Look through the material below and say how many of its lines carry the string "white". Only the number should be given.

==========

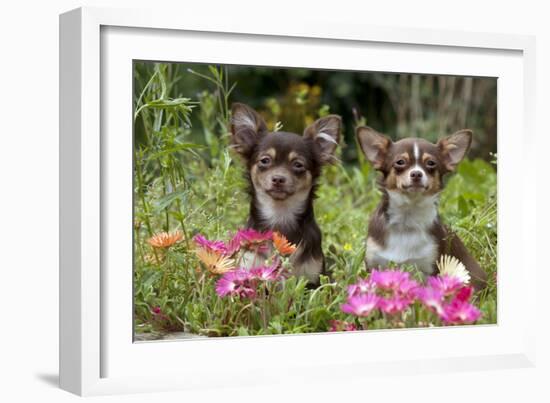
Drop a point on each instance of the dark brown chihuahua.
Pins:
(406, 228)
(282, 170)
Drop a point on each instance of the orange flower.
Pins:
(165, 239)
(216, 264)
(283, 246)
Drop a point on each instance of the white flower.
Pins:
(451, 266)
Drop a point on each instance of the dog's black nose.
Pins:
(278, 180)
(416, 175)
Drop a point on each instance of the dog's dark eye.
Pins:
(264, 161)
(400, 163)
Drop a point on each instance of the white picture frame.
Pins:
(97, 353)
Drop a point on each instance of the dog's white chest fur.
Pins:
(281, 214)
(408, 237)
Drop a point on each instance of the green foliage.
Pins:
(186, 179)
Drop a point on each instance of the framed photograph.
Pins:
(322, 197)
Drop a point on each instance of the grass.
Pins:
(186, 179)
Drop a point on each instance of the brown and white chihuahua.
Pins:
(282, 171)
(406, 228)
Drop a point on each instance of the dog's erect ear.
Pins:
(325, 132)
(375, 145)
(247, 126)
(453, 148)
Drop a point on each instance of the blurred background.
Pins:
(399, 105)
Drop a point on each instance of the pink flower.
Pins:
(341, 326)
(268, 273)
(464, 294)
(361, 305)
(460, 312)
(431, 298)
(448, 285)
(217, 247)
(238, 282)
(394, 304)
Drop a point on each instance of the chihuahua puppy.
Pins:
(282, 171)
(406, 228)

==========

# Finished exercise
4